#### Task instructions
The material is to be repeated exactly, from first line to last.

#### Records shown
------------------------------------------------
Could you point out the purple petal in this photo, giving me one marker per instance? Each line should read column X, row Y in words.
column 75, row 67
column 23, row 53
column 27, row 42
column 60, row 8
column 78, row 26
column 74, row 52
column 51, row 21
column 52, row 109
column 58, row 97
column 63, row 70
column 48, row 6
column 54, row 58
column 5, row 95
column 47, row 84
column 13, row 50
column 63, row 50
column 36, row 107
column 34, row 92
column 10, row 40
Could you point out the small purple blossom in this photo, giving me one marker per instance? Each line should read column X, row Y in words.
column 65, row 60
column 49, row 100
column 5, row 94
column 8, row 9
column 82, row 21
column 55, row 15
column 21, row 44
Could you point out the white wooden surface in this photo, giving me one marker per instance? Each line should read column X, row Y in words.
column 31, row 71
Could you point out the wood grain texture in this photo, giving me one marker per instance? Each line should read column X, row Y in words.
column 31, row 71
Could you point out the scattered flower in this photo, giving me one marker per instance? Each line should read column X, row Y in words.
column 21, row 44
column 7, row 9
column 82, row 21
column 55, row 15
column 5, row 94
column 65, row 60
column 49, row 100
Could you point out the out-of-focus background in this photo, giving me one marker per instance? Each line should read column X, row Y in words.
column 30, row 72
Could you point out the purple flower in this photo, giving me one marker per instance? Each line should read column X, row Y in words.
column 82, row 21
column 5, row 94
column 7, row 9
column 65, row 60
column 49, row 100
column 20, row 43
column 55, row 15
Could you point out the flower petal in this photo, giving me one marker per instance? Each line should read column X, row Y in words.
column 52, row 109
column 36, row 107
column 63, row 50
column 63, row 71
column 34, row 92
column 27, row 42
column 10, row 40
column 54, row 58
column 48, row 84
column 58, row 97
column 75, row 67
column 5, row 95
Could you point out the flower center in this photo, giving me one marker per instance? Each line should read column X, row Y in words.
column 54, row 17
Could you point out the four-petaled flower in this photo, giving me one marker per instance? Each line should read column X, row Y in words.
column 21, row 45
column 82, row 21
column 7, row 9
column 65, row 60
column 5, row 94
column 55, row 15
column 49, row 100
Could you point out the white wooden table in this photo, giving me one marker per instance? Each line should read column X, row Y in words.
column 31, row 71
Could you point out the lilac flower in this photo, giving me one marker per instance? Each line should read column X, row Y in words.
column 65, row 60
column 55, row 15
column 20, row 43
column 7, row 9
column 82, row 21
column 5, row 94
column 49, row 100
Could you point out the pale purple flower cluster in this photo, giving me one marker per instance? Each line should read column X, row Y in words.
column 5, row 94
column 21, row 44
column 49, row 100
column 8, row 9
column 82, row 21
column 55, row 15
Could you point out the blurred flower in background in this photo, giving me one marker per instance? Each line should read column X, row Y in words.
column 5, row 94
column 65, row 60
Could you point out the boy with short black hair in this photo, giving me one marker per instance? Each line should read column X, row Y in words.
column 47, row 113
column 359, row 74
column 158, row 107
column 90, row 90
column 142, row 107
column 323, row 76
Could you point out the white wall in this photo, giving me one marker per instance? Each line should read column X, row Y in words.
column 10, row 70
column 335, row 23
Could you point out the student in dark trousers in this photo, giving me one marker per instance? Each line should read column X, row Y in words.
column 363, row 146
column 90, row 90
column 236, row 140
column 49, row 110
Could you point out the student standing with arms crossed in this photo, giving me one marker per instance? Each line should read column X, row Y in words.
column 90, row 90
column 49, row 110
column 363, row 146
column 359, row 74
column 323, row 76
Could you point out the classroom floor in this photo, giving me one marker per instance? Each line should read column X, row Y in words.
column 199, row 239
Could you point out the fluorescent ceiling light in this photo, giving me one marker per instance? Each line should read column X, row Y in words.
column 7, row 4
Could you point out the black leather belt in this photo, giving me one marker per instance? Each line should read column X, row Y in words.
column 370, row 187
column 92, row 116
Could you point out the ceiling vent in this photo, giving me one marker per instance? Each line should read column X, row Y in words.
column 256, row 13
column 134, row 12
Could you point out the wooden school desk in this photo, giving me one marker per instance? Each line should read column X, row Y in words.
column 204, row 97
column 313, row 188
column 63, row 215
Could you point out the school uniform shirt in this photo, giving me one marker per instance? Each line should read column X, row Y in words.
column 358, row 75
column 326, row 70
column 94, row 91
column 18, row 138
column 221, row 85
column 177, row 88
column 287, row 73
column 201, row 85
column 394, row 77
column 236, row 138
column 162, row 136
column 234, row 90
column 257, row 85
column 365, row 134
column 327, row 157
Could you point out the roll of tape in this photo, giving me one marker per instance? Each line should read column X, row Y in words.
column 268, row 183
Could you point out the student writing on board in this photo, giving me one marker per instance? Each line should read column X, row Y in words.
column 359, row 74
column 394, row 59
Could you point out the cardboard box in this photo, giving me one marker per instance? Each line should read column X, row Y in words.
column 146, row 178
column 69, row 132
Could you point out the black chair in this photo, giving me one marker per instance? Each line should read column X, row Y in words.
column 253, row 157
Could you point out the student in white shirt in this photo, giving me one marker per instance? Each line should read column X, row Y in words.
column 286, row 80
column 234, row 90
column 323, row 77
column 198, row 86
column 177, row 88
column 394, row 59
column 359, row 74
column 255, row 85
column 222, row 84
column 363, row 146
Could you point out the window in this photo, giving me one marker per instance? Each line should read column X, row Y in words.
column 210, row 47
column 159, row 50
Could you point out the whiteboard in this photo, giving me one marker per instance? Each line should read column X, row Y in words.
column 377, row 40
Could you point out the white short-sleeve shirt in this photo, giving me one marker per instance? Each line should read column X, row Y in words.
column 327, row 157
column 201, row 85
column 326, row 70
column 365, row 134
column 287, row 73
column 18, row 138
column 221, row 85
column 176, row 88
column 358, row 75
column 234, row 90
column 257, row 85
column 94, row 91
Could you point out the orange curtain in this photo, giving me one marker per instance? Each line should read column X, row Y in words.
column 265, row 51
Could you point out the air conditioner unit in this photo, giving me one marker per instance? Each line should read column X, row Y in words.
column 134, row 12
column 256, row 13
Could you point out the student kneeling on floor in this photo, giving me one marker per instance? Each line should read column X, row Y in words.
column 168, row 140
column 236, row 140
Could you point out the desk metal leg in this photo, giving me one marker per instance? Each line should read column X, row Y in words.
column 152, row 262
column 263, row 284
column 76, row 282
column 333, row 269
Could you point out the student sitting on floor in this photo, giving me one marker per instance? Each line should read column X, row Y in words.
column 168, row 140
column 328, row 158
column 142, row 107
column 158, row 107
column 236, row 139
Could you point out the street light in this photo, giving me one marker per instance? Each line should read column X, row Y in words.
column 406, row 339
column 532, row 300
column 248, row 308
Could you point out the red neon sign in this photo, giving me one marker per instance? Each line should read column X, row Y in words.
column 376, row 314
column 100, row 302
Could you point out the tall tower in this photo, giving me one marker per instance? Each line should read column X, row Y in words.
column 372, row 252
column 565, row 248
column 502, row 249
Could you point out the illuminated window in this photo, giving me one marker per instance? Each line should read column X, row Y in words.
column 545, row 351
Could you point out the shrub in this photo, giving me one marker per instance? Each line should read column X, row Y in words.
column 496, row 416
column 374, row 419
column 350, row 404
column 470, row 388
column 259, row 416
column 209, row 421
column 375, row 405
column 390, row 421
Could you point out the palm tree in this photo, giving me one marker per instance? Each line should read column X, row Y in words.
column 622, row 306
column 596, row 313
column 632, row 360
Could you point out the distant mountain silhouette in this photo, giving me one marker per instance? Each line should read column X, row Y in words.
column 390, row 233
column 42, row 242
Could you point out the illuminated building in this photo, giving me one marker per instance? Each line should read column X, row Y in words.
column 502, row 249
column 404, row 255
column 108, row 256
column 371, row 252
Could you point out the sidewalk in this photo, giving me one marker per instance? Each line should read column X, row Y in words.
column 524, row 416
------------------------------------------------
#### Task response
Could you point out the purple petal in this photo, giving me one marker per instance? Each line should read column X, row Y in words.
column 75, row 67
column 23, row 53
column 27, row 42
column 60, row 8
column 78, row 26
column 74, row 52
column 51, row 21
column 52, row 109
column 58, row 97
column 63, row 70
column 48, row 6
column 54, row 58
column 5, row 95
column 47, row 84
column 13, row 50
column 63, row 50
column 36, row 107
column 34, row 92
column 10, row 40
Could you point out the small purple blossom in this photo, giving me one marker per instance? Each line should read column X, row Y in words.
column 65, row 60
column 49, row 100
column 5, row 94
column 8, row 9
column 82, row 21
column 55, row 15
column 21, row 44
Could you point out the white wooden surface in this photo, giving me one marker per instance? Each line should read column X, row Y in words.
column 31, row 71
Could you point out the wood grain texture in this photo, giving me one marker per instance? Each line should read column X, row Y in words.
column 31, row 71
Could you point out the scattered flower in this photo, giving me one marker per instance? Each line should read column X, row Y in words.
column 21, row 44
column 7, row 9
column 82, row 21
column 55, row 15
column 5, row 94
column 65, row 60
column 49, row 100
Could you point out the out-of-focus background in this photo, giving me one marker per instance? Each line should read column X, row Y in words.
column 30, row 72
Could you point out the purple flower in this photo, giving me one marker per instance? Each line should read column X, row Y in words.
column 82, row 21
column 5, row 94
column 7, row 9
column 65, row 60
column 49, row 100
column 20, row 43
column 55, row 15
Could you point out the flower petal in this photo, giving me one marker per instance? Each line should read column X, row Y in words.
column 52, row 109
column 36, row 107
column 63, row 50
column 63, row 71
column 34, row 92
column 27, row 42
column 10, row 40
column 54, row 58
column 48, row 84
column 58, row 97
column 75, row 67
column 5, row 95
Could you point out the flower center in this photo, giving me one marker per instance? Each line should read column X, row Y in words.
column 54, row 17
Could you point out the four-petaled flower in this photo, giving me one marker per instance? Each line should read column X, row Y in words.
column 21, row 45
column 82, row 21
column 7, row 9
column 65, row 60
column 5, row 94
column 55, row 15
column 49, row 100
Could you point out the white wooden table in this photo, giving me one marker per instance? Each line should read column X, row Y in words.
column 31, row 71
Could you point out the lilac flower in this photo, giving me one marker per instance? Each line should read column X, row Y in words.
column 65, row 60
column 55, row 15
column 20, row 43
column 7, row 9
column 82, row 21
column 5, row 94
column 49, row 100
Could you point out the pale purple flower cluster in this photo, giving me one marker per instance? Each line should read column X, row Y in words.
column 5, row 94
column 21, row 44
column 49, row 100
column 8, row 9
column 82, row 21
column 55, row 15
Could you point out the blurred flower in background in this photo, giving me one marker per instance? Each line should read column X, row Y in words.
column 5, row 94
column 65, row 60
Could you point out the boy with short black hair in this photo, giving me one marker per instance? Each line should read column X, row Y in words.
column 47, row 113
column 359, row 74
column 158, row 107
column 90, row 90
column 142, row 107
column 323, row 76
Could you point out the white wall in this photo, giving me one marker per instance? Each line should read column X, row Y in words.
column 10, row 70
column 335, row 23
Could you point out the student in dark trousers in this photo, giving me one marker per instance? Each line should read column X, row Y in words.
column 363, row 146
column 90, row 90
column 236, row 140
column 49, row 110
Could you point out the student standing with arms crossed in this photo, giving me one marker per instance? Each line should read column X, row Y in words.
column 90, row 90
column 49, row 110
column 363, row 146
column 359, row 74
column 323, row 76
Could you point out the classroom floor in this photo, giving me one marker per instance? Each line should read column X, row Y in words.
column 199, row 239
Could you point out the fluorescent ceiling light in this photo, giving me one marker per instance? Each line should read column X, row Y in words.
column 7, row 4
Could you point out the black leather belt in this photo, giving me one marker per instance? Each line should read column X, row Y in words.
column 370, row 187
column 92, row 116
Could you point out the ceiling vent in this photo, giving me one marker per instance? Each line should read column X, row Y in words.
column 256, row 13
column 134, row 12
Could you point out the wooden school desk in this photo, giving me one marker per instance? Each line should read column X, row Y in words.
column 204, row 97
column 313, row 188
column 63, row 215
Could you point out the school uniform shirt in this photo, giving me one marker per instance? Each line should read column X, row Y in words.
column 358, row 75
column 326, row 70
column 94, row 91
column 18, row 138
column 221, row 85
column 177, row 88
column 287, row 73
column 201, row 85
column 394, row 77
column 236, row 138
column 162, row 136
column 234, row 90
column 257, row 85
column 365, row 134
column 327, row 157
Could you point out the roll of tape in this photo, giving me one marker per instance? Each line should read column X, row Y in words.
column 268, row 183
Could you point out the student writing on board in this photo, giving me one marker per instance? Each line should read column X, row Y in words.
column 359, row 74
column 394, row 59
Could you point out the cardboard box in this photo, giving me one marker per instance? Each line should read column X, row Y in words.
column 146, row 178
column 69, row 132
Could you point out the black chair in this photo, giving me one marker per instance? Each line should read column X, row Y in words.
column 253, row 157
Could you point out the student in white shirt in this photo, giving me one marker per instance? Each line should read column X, row Y in words.
column 286, row 80
column 234, row 90
column 323, row 77
column 198, row 86
column 177, row 88
column 394, row 59
column 359, row 74
column 255, row 85
column 222, row 84
column 363, row 146
Could you point out the window in this photo, giving me one marker per instance? Each line should read column X, row Y in words.
column 210, row 47
column 159, row 50
Could you point out the whiteboard in this photo, giving me one marker per instance? Each line should read column X, row Y in words.
column 377, row 40
Could you point out the white short-sleeve shirt in this photo, giving me one marker per instance? Each line should read column X, row Y in words.
column 327, row 157
column 201, row 85
column 326, row 70
column 365, row 134
column 287, row 73
column 18, row 138
column 221, row 85
column 176, row 88
column 358, row 75
column 234, row 90
column 257, row 85
column 94, row 91
Could you point out the orange curtain in this photo, giving me one marker per instance? Each line should read column X, row Y in words.
column 265, row 51
Could you point out the air conditioner unit in this photo, giving me one marker per instance? Each line should read column X, row Y in words.
column 134, row 12
column 256, row 13
Could you point out the student kneeling on floor in this photo, giving me one marker per instance? Each line should read column X, row Y in words.
column 168, row 140
column 236, row 140
Could you point out the desk metal leg in this photo, giving me one marker per instance? Each line should read column X, row Y in words.
column 152, row 262
column 263, row 284
column 76, row 282
column 333, row 269
Could you point out the student sitting on floor in this photo, giving me one marker per instance? Each line should read column X, row Y in words.
column 168, row 140
column 328, row 158
column 142, row 107
column 158, row 107
column 236, row 139
Could you point out the street light in this photo, giving me one marker per instance? Each line should read column X, row Y in words.
column 406, row 339
column 532, row 300
column 248, row 308
Could you point out the red neon sign in this photo, giving me one marker per instance? Each line should read column X, row Y in words.
column 376, row 314
column 100, row 302
Could you point out the tall tower in this photo, giving me one marker per instance? Each line should read column X, row Y in words.
column 372, row 252
column 565, row 248
column 502, row 249
Could you point out the illuminated window in this photo, giving me one marker per instance? Each line should read column X, row Y in words.
column 545, row 351
Could you point out the shrub in this photo, giving me one marker per instance? Each line should read column X, row Y in words.
column 496, row 416
column 374, row 419
column 350, row 404
column 470, row 388
column 259, row 416
column 209, row 421
column 375, row 405
column 390, row 421
Could you point out the palm tree in this photo, giving me one marker per instance? Each line should read column X, row Y in words.
column 622, row 306
column 596, row 313
column 632, row 360
Could you point out the distant mountain silhouette in this photo, giving me one marker per instance? Each line should read column X, row Y in words.
column 390, row 233
column 42, row 242
Could you point out the illuminated building in this photo, giving me one marker per instance? Each line should read column X, row Y in words.
column 502, row 249
column 404, row 255
column 108, row 256
column 371, row 252
Could you point out the sidewalk in this photo, giving me one marker per instance? Each line should read column X, row Y in words.
column 524, row 416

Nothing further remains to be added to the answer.